Saved entries
--------------------
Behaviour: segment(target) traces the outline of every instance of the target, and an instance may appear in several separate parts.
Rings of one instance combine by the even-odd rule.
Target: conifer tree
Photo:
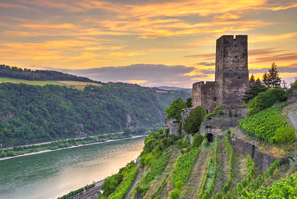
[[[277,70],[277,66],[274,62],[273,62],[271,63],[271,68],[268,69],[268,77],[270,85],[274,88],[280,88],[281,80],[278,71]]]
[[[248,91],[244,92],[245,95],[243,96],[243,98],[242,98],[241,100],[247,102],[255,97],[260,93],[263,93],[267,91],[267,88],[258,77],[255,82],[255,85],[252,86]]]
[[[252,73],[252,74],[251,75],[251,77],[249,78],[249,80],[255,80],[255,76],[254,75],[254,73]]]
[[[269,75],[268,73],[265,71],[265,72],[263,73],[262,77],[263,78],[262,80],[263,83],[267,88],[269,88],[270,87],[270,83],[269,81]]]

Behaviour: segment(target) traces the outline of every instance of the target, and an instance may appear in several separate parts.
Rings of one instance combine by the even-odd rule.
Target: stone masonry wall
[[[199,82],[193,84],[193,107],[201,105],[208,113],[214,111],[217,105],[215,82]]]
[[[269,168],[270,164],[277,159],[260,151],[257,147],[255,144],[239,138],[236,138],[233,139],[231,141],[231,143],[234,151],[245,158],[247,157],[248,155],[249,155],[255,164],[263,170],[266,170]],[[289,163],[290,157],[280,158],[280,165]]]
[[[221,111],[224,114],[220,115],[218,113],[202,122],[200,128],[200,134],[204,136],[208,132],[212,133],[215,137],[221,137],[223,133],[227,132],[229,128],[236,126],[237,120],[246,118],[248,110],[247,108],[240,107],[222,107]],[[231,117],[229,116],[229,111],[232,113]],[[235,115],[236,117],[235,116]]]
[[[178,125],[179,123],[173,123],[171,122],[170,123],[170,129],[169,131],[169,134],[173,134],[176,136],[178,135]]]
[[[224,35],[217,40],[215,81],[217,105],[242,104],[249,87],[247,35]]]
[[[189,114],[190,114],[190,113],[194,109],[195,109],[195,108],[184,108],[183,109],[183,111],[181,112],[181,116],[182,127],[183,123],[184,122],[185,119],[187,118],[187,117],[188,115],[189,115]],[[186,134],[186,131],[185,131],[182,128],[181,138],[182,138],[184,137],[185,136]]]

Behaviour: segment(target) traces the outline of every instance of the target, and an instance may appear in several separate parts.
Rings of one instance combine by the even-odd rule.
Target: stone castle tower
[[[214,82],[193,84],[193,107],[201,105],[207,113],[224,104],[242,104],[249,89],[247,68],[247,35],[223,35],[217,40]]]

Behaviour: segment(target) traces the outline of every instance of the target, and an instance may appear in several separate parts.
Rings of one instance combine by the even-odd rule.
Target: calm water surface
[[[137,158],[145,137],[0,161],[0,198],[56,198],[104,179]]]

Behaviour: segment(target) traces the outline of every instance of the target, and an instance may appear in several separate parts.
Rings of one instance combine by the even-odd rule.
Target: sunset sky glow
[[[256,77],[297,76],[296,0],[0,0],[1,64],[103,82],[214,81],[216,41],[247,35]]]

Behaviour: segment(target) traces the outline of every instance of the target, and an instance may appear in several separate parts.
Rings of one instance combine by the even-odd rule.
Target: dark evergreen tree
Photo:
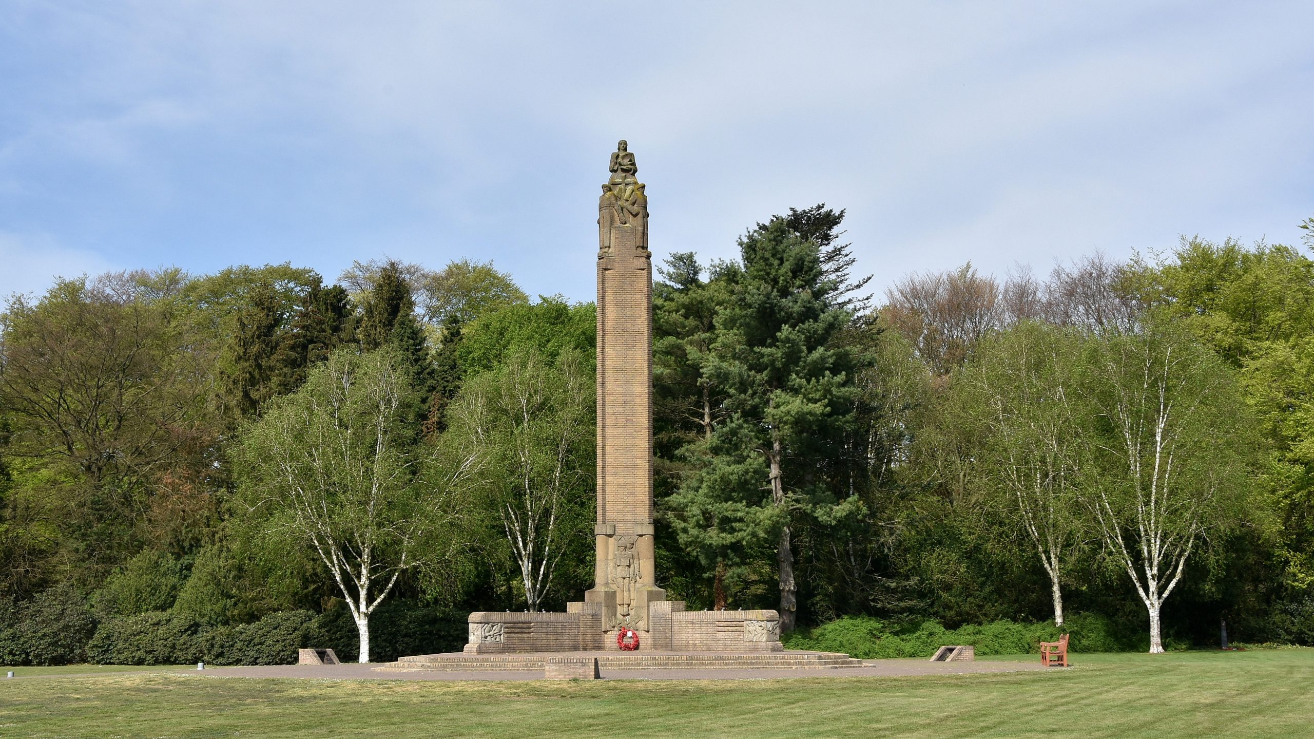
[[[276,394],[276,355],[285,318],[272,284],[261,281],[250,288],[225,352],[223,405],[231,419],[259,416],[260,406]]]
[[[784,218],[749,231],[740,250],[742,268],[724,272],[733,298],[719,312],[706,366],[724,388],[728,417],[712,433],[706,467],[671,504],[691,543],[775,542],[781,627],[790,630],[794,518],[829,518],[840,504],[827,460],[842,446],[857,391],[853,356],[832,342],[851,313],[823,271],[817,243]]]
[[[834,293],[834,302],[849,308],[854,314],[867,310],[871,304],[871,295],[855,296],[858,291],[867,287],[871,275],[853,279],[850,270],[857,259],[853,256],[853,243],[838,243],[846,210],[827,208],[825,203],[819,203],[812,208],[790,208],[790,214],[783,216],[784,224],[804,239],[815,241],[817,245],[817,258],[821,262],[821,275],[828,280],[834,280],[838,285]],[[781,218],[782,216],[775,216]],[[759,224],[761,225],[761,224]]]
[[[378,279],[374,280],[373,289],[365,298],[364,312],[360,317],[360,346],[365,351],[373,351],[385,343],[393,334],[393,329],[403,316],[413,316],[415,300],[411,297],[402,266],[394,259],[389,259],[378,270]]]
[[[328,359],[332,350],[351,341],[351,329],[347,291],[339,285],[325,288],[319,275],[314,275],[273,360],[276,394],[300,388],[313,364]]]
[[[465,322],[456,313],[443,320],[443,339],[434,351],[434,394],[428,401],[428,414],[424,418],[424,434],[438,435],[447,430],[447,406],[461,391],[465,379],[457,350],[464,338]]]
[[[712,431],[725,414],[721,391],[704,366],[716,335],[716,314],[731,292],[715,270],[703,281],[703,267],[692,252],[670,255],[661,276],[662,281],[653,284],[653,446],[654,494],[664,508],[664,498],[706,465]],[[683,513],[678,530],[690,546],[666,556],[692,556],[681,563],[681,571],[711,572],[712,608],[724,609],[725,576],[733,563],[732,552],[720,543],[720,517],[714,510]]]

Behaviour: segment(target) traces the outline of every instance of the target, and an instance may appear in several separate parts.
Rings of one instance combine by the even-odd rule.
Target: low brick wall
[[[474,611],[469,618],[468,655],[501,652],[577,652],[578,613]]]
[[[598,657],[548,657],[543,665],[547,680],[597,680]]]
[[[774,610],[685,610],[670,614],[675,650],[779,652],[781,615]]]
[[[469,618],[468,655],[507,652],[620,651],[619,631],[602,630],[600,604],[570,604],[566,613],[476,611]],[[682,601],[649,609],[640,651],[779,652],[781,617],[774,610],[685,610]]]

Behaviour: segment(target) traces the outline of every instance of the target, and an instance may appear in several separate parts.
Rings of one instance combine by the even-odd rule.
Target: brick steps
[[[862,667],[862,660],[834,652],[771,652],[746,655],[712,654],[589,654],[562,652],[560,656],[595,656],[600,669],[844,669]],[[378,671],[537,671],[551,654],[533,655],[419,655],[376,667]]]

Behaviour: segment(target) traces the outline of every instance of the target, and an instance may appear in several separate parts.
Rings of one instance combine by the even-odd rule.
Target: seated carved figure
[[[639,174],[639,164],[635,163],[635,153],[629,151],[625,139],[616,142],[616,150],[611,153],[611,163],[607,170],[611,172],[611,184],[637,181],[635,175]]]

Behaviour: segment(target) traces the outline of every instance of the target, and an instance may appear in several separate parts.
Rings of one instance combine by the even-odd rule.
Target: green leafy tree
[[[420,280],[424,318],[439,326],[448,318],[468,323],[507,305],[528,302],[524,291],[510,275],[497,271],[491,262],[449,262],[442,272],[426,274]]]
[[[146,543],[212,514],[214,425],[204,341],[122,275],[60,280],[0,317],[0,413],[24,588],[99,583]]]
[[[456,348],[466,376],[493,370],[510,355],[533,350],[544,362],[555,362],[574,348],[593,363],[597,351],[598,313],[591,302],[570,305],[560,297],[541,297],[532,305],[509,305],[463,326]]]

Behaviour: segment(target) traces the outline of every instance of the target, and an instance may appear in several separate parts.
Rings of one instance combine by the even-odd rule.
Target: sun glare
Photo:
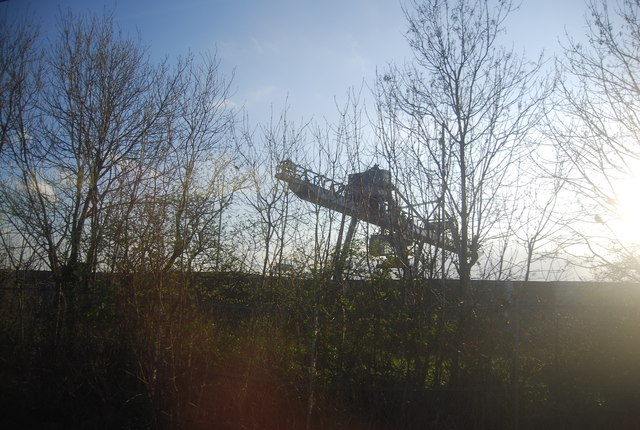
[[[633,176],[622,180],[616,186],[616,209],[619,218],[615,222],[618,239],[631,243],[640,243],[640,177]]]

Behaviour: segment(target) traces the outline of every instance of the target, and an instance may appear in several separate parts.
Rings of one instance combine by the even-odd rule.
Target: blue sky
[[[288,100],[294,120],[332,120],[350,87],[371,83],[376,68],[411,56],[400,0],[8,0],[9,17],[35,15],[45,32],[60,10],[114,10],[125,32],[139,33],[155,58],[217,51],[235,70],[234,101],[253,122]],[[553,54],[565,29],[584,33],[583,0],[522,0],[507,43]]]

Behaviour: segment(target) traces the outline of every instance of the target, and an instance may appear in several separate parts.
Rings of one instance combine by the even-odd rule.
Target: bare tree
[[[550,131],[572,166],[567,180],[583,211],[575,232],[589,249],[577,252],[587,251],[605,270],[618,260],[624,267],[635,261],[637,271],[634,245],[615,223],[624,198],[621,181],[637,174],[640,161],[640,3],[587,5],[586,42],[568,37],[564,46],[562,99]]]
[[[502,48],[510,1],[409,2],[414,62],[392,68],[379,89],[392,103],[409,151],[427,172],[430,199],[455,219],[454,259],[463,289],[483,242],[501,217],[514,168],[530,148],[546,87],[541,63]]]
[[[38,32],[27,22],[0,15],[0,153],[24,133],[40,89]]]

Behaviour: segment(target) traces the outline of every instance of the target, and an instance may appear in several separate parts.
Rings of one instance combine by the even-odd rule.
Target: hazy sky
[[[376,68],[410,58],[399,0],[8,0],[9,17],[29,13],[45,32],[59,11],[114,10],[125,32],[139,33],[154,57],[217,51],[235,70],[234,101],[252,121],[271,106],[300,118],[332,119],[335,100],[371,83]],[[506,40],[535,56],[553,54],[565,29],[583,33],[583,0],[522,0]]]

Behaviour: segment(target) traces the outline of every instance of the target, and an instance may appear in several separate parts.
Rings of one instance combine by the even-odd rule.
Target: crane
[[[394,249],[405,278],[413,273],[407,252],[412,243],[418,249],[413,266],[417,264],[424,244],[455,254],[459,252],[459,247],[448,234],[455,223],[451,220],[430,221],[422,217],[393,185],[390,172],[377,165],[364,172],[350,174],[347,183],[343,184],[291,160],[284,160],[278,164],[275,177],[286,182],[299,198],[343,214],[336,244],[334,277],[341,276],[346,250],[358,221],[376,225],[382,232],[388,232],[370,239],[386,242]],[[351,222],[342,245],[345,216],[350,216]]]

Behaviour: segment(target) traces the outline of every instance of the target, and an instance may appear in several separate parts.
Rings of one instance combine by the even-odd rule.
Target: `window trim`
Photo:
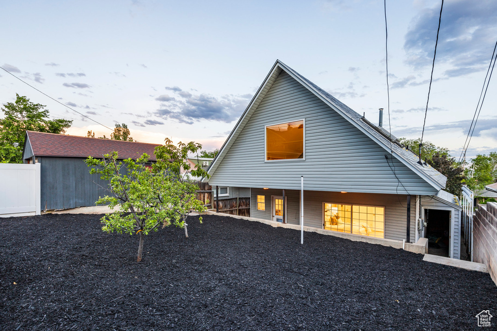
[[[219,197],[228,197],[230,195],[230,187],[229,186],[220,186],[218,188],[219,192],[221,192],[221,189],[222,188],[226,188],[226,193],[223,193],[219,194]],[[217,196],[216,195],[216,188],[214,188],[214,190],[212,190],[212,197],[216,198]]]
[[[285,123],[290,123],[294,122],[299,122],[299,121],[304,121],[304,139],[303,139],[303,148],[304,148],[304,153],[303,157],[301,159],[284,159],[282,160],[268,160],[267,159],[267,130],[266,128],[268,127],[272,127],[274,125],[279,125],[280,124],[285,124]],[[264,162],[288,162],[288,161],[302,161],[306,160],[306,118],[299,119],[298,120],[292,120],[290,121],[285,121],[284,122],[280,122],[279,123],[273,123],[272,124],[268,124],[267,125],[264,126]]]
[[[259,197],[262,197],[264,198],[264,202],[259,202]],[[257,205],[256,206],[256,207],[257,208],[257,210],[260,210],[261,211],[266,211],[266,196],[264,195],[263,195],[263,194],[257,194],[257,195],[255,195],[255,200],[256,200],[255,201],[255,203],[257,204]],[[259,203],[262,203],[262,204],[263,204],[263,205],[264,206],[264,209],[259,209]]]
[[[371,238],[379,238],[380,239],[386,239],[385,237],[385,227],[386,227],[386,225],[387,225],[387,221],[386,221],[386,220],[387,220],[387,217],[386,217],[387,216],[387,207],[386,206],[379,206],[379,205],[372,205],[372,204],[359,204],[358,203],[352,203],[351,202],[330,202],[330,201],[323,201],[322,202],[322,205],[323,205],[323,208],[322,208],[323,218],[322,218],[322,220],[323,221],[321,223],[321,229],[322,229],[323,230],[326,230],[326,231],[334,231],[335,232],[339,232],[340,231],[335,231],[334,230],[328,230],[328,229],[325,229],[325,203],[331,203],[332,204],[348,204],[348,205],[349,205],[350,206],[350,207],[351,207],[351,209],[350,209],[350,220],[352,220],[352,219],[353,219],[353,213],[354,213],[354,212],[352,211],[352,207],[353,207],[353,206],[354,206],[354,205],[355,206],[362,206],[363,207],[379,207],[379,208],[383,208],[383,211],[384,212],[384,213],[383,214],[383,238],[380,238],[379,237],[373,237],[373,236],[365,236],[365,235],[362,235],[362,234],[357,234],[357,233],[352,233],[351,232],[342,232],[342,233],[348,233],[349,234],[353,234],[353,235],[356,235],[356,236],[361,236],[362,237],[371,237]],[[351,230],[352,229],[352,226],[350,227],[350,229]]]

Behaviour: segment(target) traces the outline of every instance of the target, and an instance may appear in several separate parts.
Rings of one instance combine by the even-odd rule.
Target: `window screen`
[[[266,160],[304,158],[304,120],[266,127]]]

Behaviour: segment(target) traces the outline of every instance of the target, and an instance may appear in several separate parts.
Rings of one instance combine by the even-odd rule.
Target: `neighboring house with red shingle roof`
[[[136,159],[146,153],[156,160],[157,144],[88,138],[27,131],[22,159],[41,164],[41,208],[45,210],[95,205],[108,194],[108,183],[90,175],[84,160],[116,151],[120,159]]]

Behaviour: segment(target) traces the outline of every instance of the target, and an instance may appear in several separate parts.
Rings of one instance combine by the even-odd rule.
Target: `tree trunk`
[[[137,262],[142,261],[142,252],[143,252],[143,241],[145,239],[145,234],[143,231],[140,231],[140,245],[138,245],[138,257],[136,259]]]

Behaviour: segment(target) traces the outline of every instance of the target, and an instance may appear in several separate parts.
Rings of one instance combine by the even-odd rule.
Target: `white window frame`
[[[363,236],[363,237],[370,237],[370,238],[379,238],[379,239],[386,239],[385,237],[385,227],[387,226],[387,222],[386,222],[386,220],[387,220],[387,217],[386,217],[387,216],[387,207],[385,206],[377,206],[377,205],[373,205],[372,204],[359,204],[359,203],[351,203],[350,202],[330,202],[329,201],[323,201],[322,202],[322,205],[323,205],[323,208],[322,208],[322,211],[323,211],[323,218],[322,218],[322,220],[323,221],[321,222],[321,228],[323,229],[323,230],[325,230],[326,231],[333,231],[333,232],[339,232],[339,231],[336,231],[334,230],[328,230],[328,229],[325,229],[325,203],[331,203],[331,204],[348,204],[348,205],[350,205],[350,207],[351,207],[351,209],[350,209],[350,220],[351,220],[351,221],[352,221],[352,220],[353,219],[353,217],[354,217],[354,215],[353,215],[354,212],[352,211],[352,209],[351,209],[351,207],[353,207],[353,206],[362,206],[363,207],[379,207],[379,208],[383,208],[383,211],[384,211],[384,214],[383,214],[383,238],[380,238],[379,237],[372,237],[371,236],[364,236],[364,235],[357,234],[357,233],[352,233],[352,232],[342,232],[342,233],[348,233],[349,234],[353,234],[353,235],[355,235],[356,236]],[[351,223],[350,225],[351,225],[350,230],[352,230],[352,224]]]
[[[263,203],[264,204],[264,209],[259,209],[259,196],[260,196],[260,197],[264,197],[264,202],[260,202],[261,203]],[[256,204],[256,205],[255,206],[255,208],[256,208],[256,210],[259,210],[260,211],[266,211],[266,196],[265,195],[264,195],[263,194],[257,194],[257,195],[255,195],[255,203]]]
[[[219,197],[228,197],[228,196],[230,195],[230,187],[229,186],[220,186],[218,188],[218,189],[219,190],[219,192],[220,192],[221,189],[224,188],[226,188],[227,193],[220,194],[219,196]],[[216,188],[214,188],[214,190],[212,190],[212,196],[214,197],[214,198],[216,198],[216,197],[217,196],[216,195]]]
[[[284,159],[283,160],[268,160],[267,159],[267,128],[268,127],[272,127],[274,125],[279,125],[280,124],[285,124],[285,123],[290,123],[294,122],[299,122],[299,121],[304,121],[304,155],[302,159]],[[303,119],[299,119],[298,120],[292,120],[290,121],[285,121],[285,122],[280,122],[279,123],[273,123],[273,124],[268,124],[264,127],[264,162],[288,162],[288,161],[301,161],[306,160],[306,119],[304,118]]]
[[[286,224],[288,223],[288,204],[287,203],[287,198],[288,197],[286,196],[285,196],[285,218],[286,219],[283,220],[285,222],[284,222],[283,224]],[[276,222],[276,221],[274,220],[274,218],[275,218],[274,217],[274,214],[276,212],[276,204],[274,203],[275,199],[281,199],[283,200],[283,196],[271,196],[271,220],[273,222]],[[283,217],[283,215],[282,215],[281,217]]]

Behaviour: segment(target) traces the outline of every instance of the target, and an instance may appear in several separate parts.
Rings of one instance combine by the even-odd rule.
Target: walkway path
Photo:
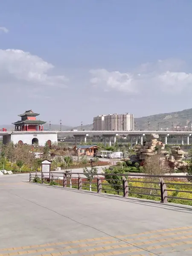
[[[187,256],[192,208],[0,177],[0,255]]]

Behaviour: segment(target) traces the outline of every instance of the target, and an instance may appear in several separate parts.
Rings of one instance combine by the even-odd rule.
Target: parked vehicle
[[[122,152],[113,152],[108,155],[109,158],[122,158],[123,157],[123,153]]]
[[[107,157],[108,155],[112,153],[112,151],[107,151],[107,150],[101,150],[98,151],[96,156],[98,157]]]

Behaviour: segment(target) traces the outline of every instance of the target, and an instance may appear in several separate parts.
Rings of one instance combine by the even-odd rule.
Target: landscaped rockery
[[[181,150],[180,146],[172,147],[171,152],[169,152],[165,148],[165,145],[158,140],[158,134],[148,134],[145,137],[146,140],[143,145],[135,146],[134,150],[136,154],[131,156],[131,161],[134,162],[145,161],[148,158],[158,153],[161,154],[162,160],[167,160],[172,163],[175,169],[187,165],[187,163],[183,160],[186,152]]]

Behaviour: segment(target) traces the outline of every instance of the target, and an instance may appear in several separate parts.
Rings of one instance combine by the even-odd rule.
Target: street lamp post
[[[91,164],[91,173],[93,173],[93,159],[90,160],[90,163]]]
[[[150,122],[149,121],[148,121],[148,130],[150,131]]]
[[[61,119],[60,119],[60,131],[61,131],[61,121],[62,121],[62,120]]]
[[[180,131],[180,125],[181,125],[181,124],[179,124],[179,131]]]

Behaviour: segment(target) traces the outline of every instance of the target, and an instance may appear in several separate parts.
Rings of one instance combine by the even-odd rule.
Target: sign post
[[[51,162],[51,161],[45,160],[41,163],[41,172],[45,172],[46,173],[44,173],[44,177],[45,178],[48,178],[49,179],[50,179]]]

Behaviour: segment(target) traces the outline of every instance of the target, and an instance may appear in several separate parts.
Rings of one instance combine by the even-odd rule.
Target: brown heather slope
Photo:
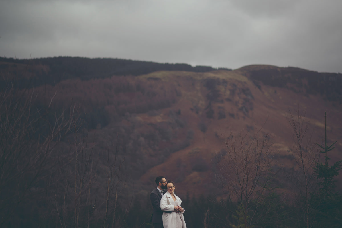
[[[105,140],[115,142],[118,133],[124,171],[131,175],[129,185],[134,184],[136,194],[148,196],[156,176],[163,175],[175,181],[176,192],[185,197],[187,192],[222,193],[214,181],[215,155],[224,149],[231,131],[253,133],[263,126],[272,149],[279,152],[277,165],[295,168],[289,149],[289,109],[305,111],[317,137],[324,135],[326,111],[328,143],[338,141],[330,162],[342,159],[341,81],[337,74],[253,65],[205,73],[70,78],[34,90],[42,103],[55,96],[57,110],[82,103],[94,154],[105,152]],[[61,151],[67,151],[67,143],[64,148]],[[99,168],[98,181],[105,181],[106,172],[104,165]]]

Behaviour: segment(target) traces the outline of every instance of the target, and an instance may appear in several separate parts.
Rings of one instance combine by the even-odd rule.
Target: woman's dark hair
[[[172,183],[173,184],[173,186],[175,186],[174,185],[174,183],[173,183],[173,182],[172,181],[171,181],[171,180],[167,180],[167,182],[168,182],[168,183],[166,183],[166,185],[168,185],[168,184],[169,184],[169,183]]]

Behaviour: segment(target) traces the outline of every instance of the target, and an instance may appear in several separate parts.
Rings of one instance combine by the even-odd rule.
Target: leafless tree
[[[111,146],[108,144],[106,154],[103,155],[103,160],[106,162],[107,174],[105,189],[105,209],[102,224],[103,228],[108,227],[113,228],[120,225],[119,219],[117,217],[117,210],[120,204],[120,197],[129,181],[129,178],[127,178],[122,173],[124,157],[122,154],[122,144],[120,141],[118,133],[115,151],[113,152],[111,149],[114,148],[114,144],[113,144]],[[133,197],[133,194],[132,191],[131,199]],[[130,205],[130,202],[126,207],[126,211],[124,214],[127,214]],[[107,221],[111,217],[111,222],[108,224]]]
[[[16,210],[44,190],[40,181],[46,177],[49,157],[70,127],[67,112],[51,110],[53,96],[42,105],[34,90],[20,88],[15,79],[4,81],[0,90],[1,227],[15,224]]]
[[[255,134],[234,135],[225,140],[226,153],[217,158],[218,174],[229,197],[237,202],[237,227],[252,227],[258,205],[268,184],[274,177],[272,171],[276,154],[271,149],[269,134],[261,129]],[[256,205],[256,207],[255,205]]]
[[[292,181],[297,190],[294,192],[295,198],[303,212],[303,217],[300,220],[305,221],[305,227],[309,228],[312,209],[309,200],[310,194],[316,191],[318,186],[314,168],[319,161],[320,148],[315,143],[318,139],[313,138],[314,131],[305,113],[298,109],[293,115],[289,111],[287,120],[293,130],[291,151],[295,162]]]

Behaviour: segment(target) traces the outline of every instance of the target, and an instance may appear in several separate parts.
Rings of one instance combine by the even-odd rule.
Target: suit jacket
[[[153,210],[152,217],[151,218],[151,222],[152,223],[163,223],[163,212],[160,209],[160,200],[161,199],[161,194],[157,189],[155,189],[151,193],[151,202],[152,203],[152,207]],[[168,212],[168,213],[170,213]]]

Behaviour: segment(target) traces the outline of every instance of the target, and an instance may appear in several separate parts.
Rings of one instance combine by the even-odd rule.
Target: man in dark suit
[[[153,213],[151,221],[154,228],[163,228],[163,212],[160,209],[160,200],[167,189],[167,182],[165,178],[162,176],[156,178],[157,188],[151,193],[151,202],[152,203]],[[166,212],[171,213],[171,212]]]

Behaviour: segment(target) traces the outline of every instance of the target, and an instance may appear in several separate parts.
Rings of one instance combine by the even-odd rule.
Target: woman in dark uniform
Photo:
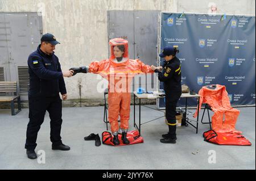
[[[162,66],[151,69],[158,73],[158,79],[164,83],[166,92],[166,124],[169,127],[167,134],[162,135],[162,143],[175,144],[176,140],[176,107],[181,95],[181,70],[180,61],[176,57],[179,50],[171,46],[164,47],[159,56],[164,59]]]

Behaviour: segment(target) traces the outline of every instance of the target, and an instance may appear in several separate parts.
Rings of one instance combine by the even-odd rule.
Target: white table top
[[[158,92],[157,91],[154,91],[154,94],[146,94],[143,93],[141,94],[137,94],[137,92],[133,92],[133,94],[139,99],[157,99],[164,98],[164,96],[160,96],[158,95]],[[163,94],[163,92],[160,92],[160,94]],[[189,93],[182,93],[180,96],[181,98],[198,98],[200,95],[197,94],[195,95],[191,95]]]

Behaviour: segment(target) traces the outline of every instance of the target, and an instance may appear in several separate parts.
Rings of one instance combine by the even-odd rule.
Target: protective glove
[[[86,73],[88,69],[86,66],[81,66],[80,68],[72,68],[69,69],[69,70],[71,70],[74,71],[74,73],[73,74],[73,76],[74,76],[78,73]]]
--------------------
WHAT IS BEING ASKED = Count the lines in the listing above that contain the string "suit". Reply with the number alone.

EXERCISE ANSWER = 2